#### Supplied data:
****************************************
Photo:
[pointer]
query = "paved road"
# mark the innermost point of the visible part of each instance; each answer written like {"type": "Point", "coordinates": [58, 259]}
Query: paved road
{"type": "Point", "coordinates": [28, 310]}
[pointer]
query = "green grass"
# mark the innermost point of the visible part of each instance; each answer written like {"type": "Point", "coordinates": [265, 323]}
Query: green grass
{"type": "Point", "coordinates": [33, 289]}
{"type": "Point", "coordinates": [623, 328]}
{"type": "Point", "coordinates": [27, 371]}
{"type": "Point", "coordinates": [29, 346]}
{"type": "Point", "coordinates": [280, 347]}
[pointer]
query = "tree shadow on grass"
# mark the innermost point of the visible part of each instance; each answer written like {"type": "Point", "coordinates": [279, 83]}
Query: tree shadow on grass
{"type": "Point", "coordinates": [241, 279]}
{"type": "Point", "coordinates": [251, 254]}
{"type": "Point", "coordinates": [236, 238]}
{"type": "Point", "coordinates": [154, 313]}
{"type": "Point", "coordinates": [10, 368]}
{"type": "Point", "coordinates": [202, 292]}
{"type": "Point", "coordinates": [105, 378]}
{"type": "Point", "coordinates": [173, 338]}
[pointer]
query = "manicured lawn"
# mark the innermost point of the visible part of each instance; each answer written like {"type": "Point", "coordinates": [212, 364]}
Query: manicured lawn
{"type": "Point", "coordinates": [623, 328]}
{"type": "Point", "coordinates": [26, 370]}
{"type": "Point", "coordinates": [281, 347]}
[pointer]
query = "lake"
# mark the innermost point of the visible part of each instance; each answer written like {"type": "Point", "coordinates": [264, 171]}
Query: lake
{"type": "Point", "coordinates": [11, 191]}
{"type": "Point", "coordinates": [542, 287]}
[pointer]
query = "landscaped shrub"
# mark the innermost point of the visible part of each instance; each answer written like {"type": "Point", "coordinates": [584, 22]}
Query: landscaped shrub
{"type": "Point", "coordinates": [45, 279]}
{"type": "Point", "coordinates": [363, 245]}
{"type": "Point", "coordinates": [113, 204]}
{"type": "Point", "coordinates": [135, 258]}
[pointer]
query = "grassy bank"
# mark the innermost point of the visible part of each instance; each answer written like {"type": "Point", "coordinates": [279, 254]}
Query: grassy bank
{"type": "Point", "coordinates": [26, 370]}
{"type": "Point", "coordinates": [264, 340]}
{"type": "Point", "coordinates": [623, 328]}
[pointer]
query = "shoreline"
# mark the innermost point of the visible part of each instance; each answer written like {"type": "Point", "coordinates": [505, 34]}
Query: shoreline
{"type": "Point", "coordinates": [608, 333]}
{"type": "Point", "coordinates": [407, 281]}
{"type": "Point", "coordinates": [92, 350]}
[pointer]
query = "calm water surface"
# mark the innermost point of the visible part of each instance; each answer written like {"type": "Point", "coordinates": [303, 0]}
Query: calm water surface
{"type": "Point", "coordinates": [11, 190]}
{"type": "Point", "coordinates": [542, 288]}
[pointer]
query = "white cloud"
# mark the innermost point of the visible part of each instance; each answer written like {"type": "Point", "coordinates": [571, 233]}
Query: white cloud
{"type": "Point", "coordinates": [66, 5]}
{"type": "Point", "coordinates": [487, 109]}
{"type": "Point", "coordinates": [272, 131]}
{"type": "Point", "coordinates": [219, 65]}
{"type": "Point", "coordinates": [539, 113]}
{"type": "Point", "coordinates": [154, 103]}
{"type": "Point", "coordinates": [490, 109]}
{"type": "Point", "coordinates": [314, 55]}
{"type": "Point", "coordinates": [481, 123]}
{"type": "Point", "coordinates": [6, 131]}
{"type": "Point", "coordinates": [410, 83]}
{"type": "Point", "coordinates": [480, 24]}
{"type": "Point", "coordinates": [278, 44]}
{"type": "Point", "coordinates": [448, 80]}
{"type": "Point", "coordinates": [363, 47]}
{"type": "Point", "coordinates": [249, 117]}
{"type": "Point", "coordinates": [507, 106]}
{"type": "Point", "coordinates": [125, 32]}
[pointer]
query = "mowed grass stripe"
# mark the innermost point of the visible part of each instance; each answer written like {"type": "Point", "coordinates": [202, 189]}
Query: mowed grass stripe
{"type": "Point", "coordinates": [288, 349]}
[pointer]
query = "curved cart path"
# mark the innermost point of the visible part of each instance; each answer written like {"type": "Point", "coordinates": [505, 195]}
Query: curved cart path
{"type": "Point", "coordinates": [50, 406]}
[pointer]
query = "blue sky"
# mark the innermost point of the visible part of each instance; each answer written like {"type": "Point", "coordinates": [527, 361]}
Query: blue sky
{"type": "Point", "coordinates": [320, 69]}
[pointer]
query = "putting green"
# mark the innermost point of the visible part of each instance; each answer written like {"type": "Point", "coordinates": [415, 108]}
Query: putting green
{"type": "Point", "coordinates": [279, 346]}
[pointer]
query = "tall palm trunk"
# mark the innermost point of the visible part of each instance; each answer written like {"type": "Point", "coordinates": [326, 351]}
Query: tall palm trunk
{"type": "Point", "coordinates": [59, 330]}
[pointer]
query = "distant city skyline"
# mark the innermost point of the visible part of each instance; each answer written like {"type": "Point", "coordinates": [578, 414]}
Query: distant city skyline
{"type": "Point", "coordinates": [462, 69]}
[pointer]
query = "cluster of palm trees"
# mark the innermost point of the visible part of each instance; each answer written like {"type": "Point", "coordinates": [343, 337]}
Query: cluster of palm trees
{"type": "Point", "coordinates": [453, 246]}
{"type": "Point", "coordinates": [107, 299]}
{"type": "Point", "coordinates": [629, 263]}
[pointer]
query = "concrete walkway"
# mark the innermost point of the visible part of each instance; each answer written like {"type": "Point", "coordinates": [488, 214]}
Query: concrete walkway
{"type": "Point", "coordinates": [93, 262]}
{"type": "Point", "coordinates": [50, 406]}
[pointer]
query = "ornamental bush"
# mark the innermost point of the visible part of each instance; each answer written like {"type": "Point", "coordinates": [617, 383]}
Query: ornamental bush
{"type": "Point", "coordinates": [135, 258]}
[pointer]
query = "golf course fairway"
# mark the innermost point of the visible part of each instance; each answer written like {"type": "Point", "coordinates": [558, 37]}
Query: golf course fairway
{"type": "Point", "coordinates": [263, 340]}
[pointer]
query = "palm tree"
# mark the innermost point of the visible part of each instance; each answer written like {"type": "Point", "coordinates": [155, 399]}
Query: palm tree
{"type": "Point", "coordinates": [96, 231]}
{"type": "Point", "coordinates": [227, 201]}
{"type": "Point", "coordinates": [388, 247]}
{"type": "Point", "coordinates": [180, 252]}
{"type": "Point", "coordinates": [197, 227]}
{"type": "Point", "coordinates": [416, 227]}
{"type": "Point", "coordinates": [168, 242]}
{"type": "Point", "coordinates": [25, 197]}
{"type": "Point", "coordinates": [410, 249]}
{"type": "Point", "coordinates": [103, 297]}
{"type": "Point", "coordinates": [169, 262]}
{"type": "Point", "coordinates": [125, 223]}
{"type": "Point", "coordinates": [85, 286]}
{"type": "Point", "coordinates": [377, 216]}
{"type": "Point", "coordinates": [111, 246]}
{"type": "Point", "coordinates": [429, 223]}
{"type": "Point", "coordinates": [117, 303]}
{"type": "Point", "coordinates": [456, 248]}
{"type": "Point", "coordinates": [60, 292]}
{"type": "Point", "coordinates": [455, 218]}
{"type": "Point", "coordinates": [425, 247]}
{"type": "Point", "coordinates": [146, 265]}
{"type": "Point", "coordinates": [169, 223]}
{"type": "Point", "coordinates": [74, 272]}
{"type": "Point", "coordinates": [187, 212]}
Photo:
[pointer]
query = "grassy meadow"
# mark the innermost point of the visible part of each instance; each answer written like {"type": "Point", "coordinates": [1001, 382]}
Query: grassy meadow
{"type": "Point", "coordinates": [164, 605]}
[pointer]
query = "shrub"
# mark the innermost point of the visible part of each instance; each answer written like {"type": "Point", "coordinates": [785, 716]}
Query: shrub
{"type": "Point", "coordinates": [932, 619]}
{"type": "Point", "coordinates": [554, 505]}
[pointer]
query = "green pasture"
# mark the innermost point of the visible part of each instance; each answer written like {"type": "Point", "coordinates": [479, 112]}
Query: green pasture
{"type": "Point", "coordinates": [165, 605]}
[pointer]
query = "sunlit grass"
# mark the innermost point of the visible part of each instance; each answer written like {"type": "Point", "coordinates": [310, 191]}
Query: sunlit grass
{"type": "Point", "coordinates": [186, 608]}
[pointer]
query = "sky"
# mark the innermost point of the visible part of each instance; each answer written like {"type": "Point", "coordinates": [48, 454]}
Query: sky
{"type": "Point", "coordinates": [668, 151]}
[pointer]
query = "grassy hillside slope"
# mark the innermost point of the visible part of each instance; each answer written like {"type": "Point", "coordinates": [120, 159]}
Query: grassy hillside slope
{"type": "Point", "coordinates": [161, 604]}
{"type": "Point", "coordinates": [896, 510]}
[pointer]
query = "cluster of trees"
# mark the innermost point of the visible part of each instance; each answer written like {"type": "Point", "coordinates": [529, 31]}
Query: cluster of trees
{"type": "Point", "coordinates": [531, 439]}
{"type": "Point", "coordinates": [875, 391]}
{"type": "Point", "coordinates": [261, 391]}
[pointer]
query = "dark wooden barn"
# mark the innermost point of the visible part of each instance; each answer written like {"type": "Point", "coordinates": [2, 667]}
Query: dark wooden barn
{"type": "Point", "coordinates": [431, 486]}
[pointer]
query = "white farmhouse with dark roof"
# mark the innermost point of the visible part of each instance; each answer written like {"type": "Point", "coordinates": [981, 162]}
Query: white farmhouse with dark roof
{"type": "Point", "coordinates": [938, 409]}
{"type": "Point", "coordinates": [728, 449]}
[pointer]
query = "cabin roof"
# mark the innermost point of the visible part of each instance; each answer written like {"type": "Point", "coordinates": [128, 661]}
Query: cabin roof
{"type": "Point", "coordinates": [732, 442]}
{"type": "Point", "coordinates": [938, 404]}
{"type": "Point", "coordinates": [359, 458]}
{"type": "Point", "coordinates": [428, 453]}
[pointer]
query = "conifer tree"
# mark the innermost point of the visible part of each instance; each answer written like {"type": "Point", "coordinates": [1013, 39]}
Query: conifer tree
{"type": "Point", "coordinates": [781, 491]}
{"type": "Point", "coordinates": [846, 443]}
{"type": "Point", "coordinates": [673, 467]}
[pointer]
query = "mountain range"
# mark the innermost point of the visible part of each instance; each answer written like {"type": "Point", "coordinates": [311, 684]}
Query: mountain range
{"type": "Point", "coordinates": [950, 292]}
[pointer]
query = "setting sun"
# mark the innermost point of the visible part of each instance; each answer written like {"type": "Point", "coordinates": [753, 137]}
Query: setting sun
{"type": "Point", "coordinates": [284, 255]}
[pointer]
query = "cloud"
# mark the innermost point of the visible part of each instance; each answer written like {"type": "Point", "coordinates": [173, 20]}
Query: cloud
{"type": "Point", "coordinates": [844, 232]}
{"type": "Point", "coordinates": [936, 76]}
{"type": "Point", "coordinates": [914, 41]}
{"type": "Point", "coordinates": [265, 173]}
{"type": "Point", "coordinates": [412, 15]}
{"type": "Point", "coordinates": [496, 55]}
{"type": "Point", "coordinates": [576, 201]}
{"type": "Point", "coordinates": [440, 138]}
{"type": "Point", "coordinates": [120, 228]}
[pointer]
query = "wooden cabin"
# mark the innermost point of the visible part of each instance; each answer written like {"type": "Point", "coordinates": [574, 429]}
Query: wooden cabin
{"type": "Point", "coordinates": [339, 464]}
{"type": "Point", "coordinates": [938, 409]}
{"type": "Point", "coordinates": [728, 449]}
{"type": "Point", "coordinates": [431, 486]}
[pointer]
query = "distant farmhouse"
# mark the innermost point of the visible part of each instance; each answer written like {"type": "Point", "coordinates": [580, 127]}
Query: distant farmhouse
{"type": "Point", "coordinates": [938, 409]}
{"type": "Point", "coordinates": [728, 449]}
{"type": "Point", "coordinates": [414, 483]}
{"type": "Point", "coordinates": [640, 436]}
****************************************
#### What the task requires:
Please locate each line in the entries above that contains the word “curved” and copy those lines. Case counts.

#### Answer to this exercise:
query = "curved cart path"
Query: curved cart path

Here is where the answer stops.